For plain white, she lets it rise overnight and then bakes it in a casserole loaf at 450F. She prefers to make the no knead bread and mentioned it only requires a 1/4 tsp. of yeast. “Yeast has not been easy to find lately,” she said.
A recent loaf of no–knead was set to rise for 3 to 4 hours and then baked for 30 minutes in a dutch oven, she said. The lid was taken off for the last 5 to 10 minutes. In the past she has also made baguettes, English Muffins and bagels.
In social isolation, “I’m tending to bake more bread,” the retired teacher said. “I don’t eat a lot. I like to give it away.”
Charlotte said she got her first recipe for bread making from Stu Smith of Port Ryerse, an avid bread maker. Her most recent challenge is Sourdough bread. She has tried three different recipes to make the starter and none were to her satisfaction.
For the first one, she said she tried whole wheat flour for the starter. She didn’t like the smell of it and threw it out. She bought a 5 gallon jug of distilled water in case that made a difference.
The second one she tried was with potato water. Potatoes are high in starch which is ideal for culturing yeast. She got a thin hooch layer that she drained off but didn’t get the rise she was expecting. It and a third attempt using another recipe also went the way of the first trial.
Now, Charlotte said, a friend has offered her some sourdough starter. But, she also learned from Brad Lewis at Urban Parisian that sometimes it takes two to three weeks for the starter to take; much more than two to three days.
“It’s frustrating that I’m not seeing success with this,” Charlotte said. Well known for her great tasting home-made bake goods of everything from bread to pies to cakes, she will be making another attempt to get a good starter going.
Charlotte also gives much of what she makes away. She has been successful in getting the flour she needs at Mike’s No Frills.

**Task to carry out:** Write out the bread-baking article starting with "The second one" and going on through "Mike’s No Frills.", replacing "hooch" with "liquid".

**Data extracts:**
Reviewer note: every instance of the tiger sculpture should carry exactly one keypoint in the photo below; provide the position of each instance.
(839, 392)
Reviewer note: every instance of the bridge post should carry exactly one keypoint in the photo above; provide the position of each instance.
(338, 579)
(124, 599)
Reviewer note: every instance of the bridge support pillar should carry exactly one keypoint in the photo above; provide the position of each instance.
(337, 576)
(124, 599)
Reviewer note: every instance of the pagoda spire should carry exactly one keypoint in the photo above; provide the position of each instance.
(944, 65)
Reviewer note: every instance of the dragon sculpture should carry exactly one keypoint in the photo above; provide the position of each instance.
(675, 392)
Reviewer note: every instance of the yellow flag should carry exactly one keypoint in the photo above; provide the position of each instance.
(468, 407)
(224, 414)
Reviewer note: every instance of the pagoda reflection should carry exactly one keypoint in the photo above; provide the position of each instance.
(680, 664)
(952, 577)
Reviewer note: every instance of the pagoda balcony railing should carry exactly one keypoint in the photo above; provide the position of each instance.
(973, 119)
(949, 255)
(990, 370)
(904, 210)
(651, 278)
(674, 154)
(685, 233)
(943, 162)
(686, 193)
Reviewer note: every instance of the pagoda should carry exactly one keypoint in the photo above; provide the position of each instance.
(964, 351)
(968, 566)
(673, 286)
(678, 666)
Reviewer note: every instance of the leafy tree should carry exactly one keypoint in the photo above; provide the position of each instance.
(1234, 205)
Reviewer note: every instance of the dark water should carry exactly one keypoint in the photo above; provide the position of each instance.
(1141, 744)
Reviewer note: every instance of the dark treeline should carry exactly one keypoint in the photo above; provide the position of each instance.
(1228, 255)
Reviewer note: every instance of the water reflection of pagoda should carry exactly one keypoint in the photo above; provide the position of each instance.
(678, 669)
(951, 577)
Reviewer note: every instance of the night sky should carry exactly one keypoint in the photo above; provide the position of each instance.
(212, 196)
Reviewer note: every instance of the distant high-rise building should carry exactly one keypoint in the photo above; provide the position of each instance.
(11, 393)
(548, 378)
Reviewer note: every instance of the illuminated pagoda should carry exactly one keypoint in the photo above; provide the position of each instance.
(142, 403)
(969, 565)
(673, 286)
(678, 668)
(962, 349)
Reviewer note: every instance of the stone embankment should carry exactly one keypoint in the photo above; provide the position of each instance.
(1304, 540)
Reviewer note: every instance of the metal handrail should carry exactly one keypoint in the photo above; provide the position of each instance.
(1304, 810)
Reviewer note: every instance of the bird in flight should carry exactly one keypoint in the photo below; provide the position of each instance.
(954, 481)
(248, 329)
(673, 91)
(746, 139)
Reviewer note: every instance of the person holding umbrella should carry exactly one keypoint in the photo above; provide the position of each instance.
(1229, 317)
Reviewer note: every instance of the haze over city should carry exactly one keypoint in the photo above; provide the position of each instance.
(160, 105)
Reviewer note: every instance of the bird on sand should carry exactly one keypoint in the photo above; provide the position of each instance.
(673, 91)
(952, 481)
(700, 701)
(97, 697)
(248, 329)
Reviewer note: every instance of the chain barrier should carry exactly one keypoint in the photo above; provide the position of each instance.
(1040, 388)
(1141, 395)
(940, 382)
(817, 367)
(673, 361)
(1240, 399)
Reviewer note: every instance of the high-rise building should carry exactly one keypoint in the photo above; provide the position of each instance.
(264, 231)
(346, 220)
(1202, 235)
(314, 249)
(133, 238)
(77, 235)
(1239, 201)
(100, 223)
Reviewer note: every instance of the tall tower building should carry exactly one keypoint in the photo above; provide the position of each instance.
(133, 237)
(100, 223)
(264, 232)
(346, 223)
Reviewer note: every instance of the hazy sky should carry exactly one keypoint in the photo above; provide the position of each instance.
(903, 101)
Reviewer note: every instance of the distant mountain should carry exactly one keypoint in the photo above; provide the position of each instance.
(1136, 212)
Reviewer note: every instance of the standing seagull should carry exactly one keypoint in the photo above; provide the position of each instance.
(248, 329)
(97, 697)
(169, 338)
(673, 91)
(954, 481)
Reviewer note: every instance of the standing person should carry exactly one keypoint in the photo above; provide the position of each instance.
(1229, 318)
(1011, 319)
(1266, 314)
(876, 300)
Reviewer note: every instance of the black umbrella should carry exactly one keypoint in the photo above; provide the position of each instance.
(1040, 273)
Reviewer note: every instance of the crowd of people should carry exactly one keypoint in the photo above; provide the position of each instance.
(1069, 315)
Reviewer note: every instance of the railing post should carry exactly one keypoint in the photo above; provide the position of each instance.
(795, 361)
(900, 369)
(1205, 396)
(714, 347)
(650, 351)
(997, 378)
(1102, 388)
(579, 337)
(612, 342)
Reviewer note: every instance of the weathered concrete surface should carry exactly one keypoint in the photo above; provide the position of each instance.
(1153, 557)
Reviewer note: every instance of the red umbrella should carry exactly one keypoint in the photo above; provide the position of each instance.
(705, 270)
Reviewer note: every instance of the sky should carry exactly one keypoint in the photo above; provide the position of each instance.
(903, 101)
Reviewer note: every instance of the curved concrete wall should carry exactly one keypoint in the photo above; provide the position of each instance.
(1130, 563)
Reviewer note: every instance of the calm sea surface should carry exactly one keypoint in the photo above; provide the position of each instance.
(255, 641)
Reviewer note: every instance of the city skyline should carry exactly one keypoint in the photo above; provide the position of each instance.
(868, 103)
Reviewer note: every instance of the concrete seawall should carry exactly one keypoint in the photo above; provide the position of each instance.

**Exercise result:**
The second one she tried was with potato water. Potatoes are high in starch which is ideal for culturing yeast. She got a thin liquid layer that she drained off but didn’t get the rise she was expecting. It and a third attempt using another recipe also went the way of the first trial.
Now, Charlotte said, a friend has offered her some sourdough starter. But, she also learned from Brad Lewis at Urban Parisian that sometimes it takes two to three weeks for the starter to take; much more than two to three days.
“It’s frustrating that I’m not seeing success with this,” Charlotte said. Well known for her great tasting home-made bake goods of everything from bread to pies to cakes, she will be making another attempt to get a good starter going.
Charlotte also gives much of what she makes away. She has been successful in getting the flour she needs at Mike’s No Frills.